▶ **Instructions to follow**: Revise the data from the line containing "target: grass field" through the end, reproducing those lines with "even-odd rule" changed to "nonzero winding rule" and nothing else altered.

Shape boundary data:
╔══

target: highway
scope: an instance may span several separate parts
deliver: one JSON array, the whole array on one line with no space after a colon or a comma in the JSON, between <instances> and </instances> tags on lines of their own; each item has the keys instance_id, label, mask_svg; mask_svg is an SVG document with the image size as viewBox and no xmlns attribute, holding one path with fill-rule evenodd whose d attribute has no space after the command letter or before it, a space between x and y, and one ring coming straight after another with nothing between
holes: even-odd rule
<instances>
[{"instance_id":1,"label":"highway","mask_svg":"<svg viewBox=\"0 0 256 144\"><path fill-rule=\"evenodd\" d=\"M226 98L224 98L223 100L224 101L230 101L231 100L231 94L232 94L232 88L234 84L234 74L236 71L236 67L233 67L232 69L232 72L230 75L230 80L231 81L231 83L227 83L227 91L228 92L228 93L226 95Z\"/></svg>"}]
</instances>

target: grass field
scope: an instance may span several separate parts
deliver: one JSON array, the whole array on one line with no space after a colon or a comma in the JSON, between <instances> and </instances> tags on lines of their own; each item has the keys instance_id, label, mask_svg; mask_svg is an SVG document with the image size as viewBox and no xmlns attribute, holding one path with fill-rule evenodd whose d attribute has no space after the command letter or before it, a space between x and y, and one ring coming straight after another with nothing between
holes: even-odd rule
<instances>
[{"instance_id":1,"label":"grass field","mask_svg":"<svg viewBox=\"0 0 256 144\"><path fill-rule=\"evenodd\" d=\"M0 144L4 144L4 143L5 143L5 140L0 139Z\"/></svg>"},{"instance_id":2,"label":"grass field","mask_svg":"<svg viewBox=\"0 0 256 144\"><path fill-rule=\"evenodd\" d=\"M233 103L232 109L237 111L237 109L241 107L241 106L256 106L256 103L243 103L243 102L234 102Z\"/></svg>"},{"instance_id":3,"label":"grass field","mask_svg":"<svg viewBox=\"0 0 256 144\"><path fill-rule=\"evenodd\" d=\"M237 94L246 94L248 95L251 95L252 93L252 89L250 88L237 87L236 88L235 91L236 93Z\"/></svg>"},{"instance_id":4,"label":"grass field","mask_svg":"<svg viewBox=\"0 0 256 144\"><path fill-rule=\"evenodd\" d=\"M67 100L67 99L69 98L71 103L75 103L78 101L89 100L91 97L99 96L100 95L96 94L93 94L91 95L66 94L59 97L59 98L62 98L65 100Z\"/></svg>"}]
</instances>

╚══

▶ **Exercise result**:
target: grass field
scope: an instance may span several separate parts
deliver: one JSON array, the whole array on one line with no space after a colon or a comma in the JSON, between <instances> and </instances> tags on lines of their own; each item has the keys instance_id, label, mask_svg; mask_svg is an SVG document with the image size as viewBox and no xmlns attribute, holding one path with fill-rule evenodd whose d attribute has no space after the command letter or before it, a space between x and y, and one ring coming straight after another with nothing between
holes: nonzero winding rule
<instances>
[{"instance_id":1,"label":"grass field","mask_svg":"<svg viewBox=\"0 0 256 144\"><path fill-rule=\"evenodd\" d=\"M0 144L4 144L4 143L5 143L5 140L0 139Z\"/></svg>"},{"instance_id":2,"label":"grass field","mask_svg":"<svg viewBox=\"0 0 256 144\"><path fill-rule=\"evenodd\" d=\"M233 103L232 109L237 111L237 109L241 107L241 106L256 106L256 103L243 103L243 102L234 102Z\"/></svg>"},{"instance_id":3,"label":"grass field","mask_svg":"<svg viewBox=\"0 0 256 144\"><path fill-rule=\"evenodd\" d=\"M237 94L246 94L248 95L251 95L252 93L252 89L250 88L237 87L236 88L235 91L236 93Z\"/></svg>"},{"instance_id":4,"label":"grass field","mask_svg":"<svg viewBox=\"0 0 256 144\"><path fill-rule=\"evenodd\" d=\"M67 100L67 99L69 98L71 103L75 103L78 101L89 100L91 97L99 96L100 95L96 94L93 94L91 95L66 94L59 97L59 98L62 98L65 100Z\"/></svg>"}]
</instances>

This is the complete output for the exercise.